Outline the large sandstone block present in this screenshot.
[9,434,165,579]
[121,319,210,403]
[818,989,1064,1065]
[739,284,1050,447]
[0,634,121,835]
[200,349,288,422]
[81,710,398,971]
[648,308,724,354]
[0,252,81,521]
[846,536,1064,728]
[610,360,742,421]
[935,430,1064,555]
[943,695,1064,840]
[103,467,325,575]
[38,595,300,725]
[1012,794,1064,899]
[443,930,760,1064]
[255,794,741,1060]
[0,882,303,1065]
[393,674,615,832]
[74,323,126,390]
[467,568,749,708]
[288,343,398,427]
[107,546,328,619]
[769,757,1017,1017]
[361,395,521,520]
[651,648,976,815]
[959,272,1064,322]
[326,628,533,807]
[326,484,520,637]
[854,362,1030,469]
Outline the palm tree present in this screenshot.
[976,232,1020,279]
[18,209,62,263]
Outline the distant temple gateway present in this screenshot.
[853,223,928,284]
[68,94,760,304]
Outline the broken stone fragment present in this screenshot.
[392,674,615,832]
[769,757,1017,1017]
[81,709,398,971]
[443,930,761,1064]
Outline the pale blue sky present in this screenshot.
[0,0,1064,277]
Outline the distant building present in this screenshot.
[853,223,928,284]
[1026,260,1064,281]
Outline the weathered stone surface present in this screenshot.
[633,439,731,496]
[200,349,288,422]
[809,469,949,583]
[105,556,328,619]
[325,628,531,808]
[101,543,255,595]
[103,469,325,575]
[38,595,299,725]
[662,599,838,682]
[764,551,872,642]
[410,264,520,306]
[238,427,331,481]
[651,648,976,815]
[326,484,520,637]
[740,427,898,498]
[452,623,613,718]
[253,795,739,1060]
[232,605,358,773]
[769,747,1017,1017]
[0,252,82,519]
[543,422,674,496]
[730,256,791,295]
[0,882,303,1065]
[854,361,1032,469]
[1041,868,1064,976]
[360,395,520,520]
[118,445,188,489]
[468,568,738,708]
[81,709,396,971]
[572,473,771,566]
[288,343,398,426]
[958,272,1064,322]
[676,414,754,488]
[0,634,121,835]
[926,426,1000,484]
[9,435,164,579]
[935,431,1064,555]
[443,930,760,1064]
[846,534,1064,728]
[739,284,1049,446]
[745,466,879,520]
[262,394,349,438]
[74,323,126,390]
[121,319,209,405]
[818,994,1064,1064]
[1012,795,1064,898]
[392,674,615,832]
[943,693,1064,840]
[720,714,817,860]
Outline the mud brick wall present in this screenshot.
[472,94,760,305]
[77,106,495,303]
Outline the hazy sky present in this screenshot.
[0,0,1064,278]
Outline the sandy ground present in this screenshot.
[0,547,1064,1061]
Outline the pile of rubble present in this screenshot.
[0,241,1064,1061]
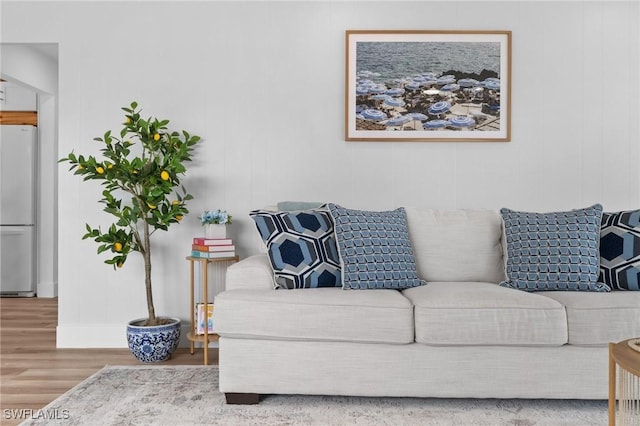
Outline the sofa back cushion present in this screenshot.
[405,207,505,284]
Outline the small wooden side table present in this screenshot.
[186,256,238,365]
[609,339,640,426]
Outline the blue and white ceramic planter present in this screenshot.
[127,318,181,363]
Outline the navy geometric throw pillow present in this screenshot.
[329,204,426,290]
[249,208,342,289]
[598,210,640,291]
[500,204,610,291]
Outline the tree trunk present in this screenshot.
[143,221,158,326]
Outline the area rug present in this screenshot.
[22,366,607,426]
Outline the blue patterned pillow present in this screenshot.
[598,210,640,291]
[249,208,342,289]
[329,204,426,289]
[500,204,610,291]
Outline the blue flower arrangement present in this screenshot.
[200,209,233,226]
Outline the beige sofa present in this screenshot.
[214,208,640,403]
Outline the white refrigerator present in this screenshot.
[0,125,38,297]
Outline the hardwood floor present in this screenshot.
[0,298,218,425]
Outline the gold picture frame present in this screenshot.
[345,30,511,142]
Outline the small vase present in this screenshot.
[204,223,227,238]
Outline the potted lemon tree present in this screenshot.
[60,102,200,362]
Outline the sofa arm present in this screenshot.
[225,254,274,290]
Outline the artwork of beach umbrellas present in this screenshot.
[369,85,388,94]
[449,115,476,127]
[482,78,500,90]
[458,78,480,87]
[387,115,411,127]
[362,109,387,121]
[386,87,404,96]
[422,120,451,130]
[406,112,429,121]
[428,101,451,115]
[436,75,456,86]
[382,98,405,108]
[440,83,460,92]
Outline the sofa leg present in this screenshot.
[224,392,260,405]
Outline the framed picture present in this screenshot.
[345,30,511,142]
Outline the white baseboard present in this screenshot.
[36,281,58,297]
[56,321,210,349]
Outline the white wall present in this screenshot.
[2,1,640,347]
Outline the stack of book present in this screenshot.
[191,237,236,259]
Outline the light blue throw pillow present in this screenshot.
[329,204,426,290]
[500,204,610,291]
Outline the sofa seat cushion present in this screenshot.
[537,291,640,345]
[403,282,567,346]
[213,288,414,344]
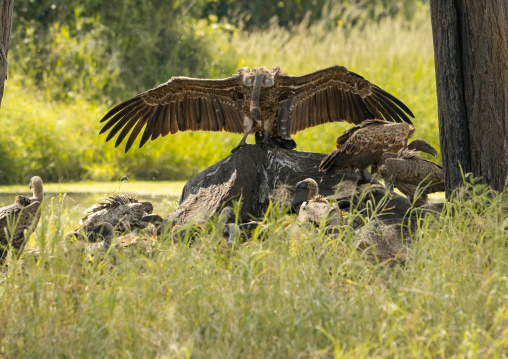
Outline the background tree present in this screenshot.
[0,0,14,105]
[430,0,508,194]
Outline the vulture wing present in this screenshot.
[385,151,444,193]
[276,65,414,139]
[100,75,244,152]
[319,120,412,172]
[0,201,41,253]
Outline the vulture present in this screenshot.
[69,222,157,254]
[79,195,153,232]
[0,176,44,259]
[378,148,445,207]
[100,65,414,152]
[370,138,437,179]
[319,120,415,182]
[293,178,341,226]
[356,221,411,265]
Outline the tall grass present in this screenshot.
[0,187,508,358]
[0,8,439,184]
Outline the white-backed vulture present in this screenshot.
[356,221,411,264]
[100,65,414,151]
[0,176,44,259]
[378,149,445,207]
[79,195,153,232]
[319,120,415,181]
[293,178,340,226]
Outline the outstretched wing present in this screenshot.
[276,65,414,139]
[100,75,243,152]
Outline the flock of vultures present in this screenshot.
[0,66,444,266]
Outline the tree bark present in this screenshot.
[0,0,14,105]
[430,0,508,195]
[166,145,411,228]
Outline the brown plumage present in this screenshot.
[370,138,437,177]
[0,176,44,259]
[319,120,415,180]
[79,195,153,232]
[379,150,445,207]
[100,66,414,151]
[293,178,340,226]
[356,221,411,264]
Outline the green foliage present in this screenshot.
[0,9,439,184]
[11,0,236,101]
[205,0,422,28]
[0,186,508,358]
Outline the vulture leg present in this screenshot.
[231,132,249,153]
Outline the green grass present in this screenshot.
[0,7,439,184]
[0,184,508,358]
[0,181,185,197]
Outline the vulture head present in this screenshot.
[28,176,44,202]
[291,178,319,212]
[85,222,115,243]
[408,138,437,157]
[219,206,236,225]
[237,66,280,124]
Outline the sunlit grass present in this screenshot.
[0,181,185,197]
[0,184,508,358]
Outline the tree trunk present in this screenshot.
[430,0,508,195]
[166,145,418,228]
[0,0,14,105]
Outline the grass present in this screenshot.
[0,4,508,358]
[0,8,439,184]
[0,181,185,197]
[0,187,508,358]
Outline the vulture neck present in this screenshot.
[250,74,265,124]
[32,181,44,202]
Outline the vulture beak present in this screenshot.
[250,74,265,124]
[141,213,164,224]
[296,181,307,189]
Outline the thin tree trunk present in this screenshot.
[0,0,14,105]
[430,0,508,194]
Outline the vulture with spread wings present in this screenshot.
[100,66,414,152]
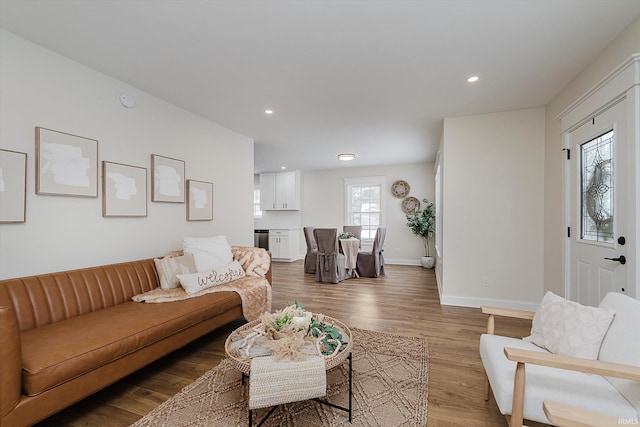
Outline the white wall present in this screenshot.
[300,162,435,265]
[544,17,640,295]
[441,108,545,307]
[0,30,253,278]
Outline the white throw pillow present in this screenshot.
[153,254,198,289]
[178,261,245,294]
[182,236,233,271]
[524,291,615,359]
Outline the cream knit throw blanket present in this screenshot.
[132,276,271,322]
[249,356,327,409]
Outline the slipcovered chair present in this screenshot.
[542,400,622,427]
[342,225,362,248]
[303,227,318,274]
[313,228,351,283]
[480,292,640,427]
[356,228,387,277]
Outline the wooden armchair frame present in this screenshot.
[481,307,640,427]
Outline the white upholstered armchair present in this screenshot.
[480,292,640,427]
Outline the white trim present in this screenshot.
[440,295,540,311]
[343,175,387,239]
[556,53,640,298]
[556,53,640,133]
[383,260,422,267]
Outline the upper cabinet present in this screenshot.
[260,171,300,211]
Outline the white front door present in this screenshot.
[567,100,636,305]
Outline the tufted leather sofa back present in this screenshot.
[0,259,158,331]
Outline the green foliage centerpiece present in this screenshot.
[406,197,436,256]
[254,301,348,360]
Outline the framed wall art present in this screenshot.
[102,161,147,217]
[0,149,27,223]
[187,179,213,221]
[36,126,98,197]
[151,154,184,203]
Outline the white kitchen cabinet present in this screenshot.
[269,229,300,261]
[260,171,300,211]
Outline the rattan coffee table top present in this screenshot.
[224,314,353,375]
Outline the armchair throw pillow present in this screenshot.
[523,291,615,359]
[178,261,245,294]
^^^^
__What needs to be done__:
Please put everything from the line containing "Outline the tall" down to the line containing "[166,145,411,228]" into a two-column CSV with the headers item and answer, one row per item. Put each item's text and its answer in a single quoted field apiece, with line breaks replaced by spaces.

__Task solution__:
item,answer
"Outline the tall grass present in this screenshot.","[0,187,508,358] [0,8,439,184]"
"Outline the white-backed vulture present in this screenshot.","[356,221,411,264] [100,65,414,151] [0,176,44,259] [378,149,445,207] [79,195,153,232] [319,120,415,181] [293,178,340,226]"
"Outline the outstretched wing present in this screenshot.","[276,65,414,139] [100,75,243,152]"
"Outline the flock of vultures present in this screenshot.","[0,66,444,266]"
"Outline the tree bark present in this screenshot.","[0,0,14,105] [430,0,508,195] [166,145,411,228]"